Listed entries →
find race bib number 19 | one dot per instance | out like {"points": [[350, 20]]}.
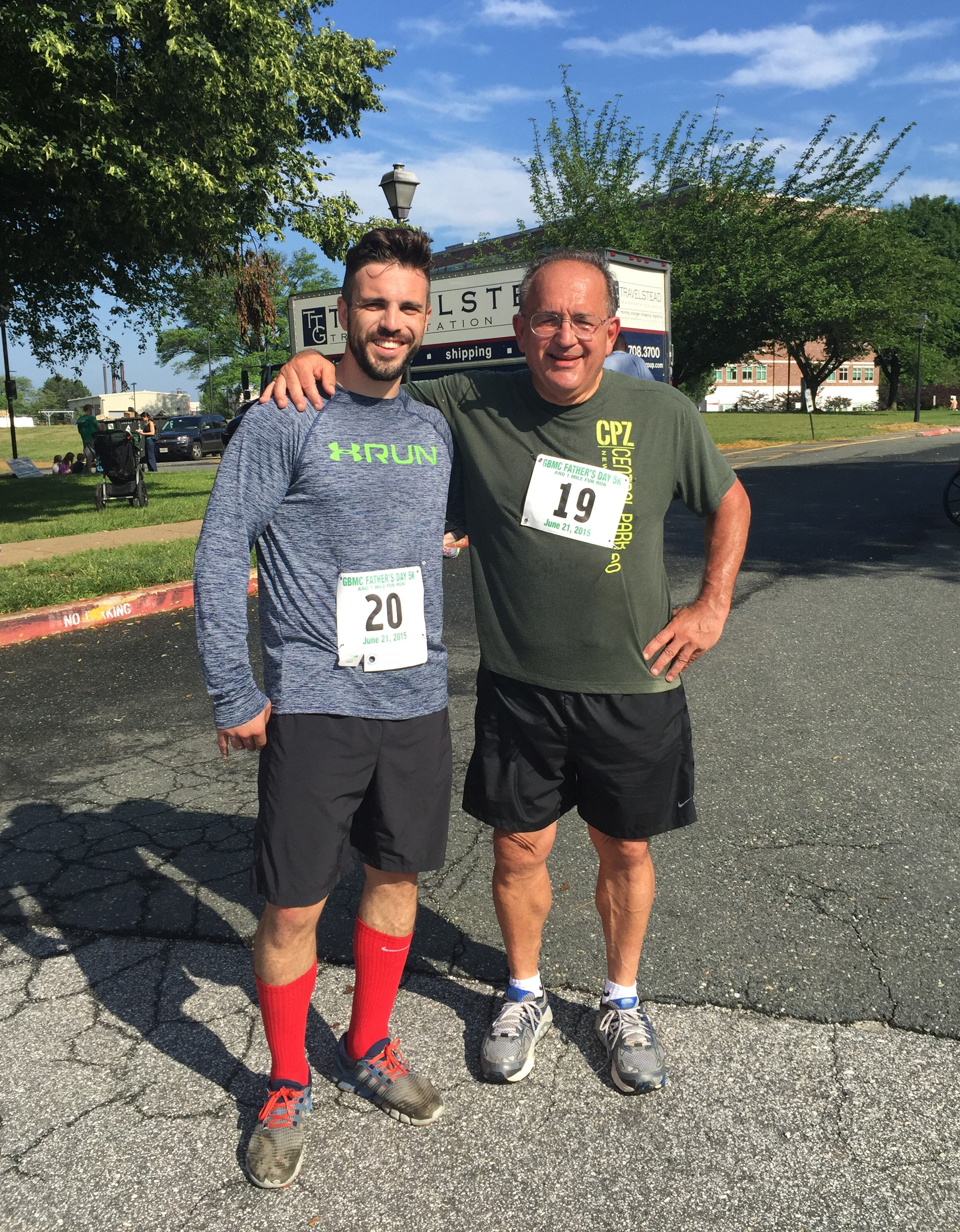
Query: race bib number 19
{"points": [[381, 620], [576, 500]]}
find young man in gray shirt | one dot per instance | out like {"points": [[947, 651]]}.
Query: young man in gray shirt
{"points": [[346, 507]]}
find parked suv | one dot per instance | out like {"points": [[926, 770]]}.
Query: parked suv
{"points": [[190, 436]]}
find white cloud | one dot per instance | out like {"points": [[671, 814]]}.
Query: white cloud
{"points": [[794, 56], [468, 191], [427, 27], [522, 13], [442, 96], [932, 75]]}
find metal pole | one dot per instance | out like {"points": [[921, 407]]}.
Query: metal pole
{"points": [[8, 385]]}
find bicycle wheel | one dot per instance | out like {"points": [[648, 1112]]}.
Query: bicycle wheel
{"points": [[952, 499]]}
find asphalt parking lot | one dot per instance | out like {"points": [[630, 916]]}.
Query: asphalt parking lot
{"points": [[802, 959]]}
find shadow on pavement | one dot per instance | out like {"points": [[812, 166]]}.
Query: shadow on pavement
{"points": [[154, 876]]}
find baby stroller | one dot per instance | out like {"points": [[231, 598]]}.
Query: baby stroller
{"points": [[123, 459]]}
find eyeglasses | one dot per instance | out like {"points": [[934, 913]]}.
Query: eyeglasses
{"points": [[585, 325]]}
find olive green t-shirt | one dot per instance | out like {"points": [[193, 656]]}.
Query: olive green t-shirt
{"points": [[553, 611]]}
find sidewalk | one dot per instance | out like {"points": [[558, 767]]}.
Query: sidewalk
{"points": [[65, 545]]}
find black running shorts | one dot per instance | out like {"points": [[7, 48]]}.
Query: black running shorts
{"points": [[334, 787], [626, 760]]}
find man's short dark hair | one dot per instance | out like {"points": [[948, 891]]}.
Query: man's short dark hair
{"points": [[568, 254], [388, 245]]}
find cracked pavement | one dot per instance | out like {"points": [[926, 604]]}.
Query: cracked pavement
{"points": [[802, 960]]}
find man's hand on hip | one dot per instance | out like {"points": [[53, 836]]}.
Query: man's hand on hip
{"points": [[692, 631], [252, 736], [301, 380]]}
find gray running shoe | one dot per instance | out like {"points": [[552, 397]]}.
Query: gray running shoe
{"points": [[384, 1077], [633, 1047], [510, 1047], [275, 1154]]}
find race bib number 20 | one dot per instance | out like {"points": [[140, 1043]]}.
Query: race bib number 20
{"points": [[381, 620], [576, 500]]}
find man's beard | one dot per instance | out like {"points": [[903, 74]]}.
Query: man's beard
{"points": [[374, 369]]}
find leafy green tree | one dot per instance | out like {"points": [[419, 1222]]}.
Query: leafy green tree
{"points": [[209, 311], [931, 230], [148, 138], [57, 391], [712, 206]]}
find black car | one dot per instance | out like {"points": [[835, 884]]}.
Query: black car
{"points": [[190, 436]]}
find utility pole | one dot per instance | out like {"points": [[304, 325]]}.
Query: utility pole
{"points": [[10, 387], [922, 318]]}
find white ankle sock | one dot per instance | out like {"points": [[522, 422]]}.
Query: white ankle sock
{"points": [[614, 992], [531, 985]]}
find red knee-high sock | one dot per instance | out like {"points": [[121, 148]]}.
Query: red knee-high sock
{"points": [[283, 1009], [379, 961]]}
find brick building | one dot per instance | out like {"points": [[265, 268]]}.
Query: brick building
{"points": [[772, 374]]}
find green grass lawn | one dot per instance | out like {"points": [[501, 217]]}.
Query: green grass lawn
{"points": [[65, 505], [729, 427], [90, 575], [41, 444]]}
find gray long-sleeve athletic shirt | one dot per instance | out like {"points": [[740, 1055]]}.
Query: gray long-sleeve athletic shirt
{"points": [[359, 486]]}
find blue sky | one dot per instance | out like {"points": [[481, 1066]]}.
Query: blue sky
{"points": [[468, 76]]}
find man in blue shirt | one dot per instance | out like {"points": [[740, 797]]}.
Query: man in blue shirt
{"points": [[621, 360], [346, 509]]}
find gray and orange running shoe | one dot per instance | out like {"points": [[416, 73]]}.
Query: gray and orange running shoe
{"points": [[510, 1047], [633, 1047], [383, 1076], [275, 1154]]}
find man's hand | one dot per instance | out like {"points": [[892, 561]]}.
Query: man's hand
{"points": [[690, 635], [698, 626], [252, 736], [298, 381]]}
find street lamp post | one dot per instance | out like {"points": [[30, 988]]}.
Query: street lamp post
{"points": [[210, 373], [922, 318], [399, 188], [10, 387]]}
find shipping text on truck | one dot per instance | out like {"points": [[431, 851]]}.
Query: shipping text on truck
{"points": [[472, 326]]}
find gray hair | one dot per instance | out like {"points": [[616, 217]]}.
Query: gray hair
{"points": [[568, 254]]}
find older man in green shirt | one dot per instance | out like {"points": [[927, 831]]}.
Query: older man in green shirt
{"points": [[569, 471]]}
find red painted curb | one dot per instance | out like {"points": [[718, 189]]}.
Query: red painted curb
{"points": [[73, 618]]}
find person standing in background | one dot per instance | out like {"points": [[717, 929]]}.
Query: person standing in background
{"points": [[149, 434], [621, 360], [86, 426]]}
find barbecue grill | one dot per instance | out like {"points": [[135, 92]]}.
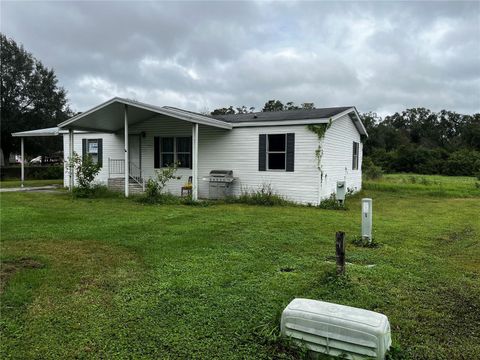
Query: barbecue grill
{"points": [[220, 182]]}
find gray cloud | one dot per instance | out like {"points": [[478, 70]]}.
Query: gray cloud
{"points": [[379, 56]]}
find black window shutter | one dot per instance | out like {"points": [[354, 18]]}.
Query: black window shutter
{"points": [[191, 152], [354, 156], [290, 152], [156, 152], [100, 152], [262, 153]]}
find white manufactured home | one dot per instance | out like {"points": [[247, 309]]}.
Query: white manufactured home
{"points": [[131, 140]]}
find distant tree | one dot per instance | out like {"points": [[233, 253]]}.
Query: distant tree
{"points": [[30, 98], [273, 105], [290, 106], [245, 110], [308, 106], [224, 111]]}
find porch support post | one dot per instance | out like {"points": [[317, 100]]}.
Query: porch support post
{"points": [[127, 165], [22, 154], [70, 150], [195, 162]]}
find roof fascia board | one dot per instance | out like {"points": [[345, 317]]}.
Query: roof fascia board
{"points": [[280, 122], [167, 112], [88, 112], [360, 122], [204, 120], [27, 134]]}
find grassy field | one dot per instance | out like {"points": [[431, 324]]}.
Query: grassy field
{"points": [[29, 183], [111, 278]]}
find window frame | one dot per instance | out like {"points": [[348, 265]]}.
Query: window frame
{"points": [[189, 153], [93, 156], [175, 153], [355, 155], [268, 152]]}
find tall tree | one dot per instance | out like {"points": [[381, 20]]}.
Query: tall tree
{"points": [[30, 98], [223, 111], [273, 105]]}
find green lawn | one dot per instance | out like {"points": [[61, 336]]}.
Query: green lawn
{"points": [[29, 183], [111, 278]]}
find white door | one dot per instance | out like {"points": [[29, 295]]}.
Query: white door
{"points": [[134, 152]]}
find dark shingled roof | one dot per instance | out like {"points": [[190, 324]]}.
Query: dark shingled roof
{"points": [[323, 113]]}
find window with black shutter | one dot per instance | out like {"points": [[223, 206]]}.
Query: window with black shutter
{"points": [[94, 149], [276, 152], [173, 150]]}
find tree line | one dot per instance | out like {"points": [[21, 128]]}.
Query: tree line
{"points": [[415, 140], [30, 98], [422, 141]]}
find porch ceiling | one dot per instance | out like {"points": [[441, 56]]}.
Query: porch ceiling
{"points": [[109, 116]]}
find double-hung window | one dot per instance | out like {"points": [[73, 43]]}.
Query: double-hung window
{"points": [[176, 150], [356, 147], [276, 151], [92, 149]]}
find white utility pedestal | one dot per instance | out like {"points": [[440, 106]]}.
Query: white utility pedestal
{"points": [[367, 219]]}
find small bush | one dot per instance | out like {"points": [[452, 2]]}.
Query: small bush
{"points": [[85, 170], [331, 203], [154, 187], [371, 171], [265, 195]]}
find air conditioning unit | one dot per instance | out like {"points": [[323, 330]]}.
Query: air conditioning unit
{"points": [[337, 330]]}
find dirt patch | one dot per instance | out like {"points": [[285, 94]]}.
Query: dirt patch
{"points": [[9, 267]]}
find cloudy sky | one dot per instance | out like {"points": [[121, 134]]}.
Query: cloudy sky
{"points": [[380, 56]]}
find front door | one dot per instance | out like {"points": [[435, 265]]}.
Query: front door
{"points": [[134, 151]]}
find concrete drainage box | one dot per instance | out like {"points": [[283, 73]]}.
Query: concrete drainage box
{"points": [[337, 330]]}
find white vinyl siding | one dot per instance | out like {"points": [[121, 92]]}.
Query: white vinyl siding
{"points": [[238, 150], [112, 148]]}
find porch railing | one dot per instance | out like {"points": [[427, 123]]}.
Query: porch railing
{"points": [[117, 167]]}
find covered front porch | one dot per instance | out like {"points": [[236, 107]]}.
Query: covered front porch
{"points": [[134, 133]]}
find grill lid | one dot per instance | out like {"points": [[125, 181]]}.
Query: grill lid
{"points": [[221, 176]]}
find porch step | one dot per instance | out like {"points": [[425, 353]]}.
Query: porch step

Goal of the exercise →
Above are the records; repeat exactly the lines from the one holding "Query: tree line" down to the one holding "find white utility", end lines included.

Written answer →
Query: tree line
{"points": [[415, 140], [30, 98], [422, 141]]}
find porch ceiling | one dot per instance | out like {"points": [[441, 56]]}.
Query: porch ceiling
{"points": [[109, 116]]}
find double-hung window | one dot per instance | out like {"points": [[73, 43]]}.
Query: double-hung window
{"points": [[176, 150], [356, 147], [276, 151], [92, 149]]}
find white utility pedestal | one dot per instance | out like {"points": [[440, 106]]}.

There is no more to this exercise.